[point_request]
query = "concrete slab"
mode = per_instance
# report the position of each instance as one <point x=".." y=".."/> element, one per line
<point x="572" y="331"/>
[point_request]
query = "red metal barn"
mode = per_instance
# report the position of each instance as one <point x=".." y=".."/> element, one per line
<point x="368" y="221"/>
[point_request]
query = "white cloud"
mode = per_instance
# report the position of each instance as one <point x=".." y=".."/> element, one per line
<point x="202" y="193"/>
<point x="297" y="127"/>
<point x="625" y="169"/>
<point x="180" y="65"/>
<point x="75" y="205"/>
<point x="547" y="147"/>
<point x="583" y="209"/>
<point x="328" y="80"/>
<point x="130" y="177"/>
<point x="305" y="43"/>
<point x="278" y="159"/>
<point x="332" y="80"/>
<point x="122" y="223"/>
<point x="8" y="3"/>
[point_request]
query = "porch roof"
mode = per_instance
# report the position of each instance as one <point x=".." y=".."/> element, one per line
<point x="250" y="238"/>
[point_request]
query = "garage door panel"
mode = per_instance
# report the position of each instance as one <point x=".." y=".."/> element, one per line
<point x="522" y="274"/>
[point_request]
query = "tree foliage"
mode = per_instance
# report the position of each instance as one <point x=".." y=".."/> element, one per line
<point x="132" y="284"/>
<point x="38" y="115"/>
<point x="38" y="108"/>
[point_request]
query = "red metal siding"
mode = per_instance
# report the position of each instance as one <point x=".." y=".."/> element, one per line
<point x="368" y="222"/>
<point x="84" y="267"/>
--
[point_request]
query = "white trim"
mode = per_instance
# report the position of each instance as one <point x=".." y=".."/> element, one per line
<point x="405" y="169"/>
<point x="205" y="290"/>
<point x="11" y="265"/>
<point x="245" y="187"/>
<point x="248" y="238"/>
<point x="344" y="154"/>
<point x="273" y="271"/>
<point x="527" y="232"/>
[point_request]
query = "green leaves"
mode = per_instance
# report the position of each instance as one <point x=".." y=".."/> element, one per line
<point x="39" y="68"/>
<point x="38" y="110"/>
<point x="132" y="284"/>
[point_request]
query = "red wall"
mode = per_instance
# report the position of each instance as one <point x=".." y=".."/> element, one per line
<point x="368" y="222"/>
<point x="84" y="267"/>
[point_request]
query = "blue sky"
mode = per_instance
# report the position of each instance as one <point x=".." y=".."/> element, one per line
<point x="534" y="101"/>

**WHAT YOU ARE ASKED TO DO:**
Return each line of the data above that contains the string "metal", copied in full. Case counts, so a line matches only when its letters have the same capitalization.

**ANSWER TO THIS PROBLEM:**
query = "red metal barn"
query = "red metal siding"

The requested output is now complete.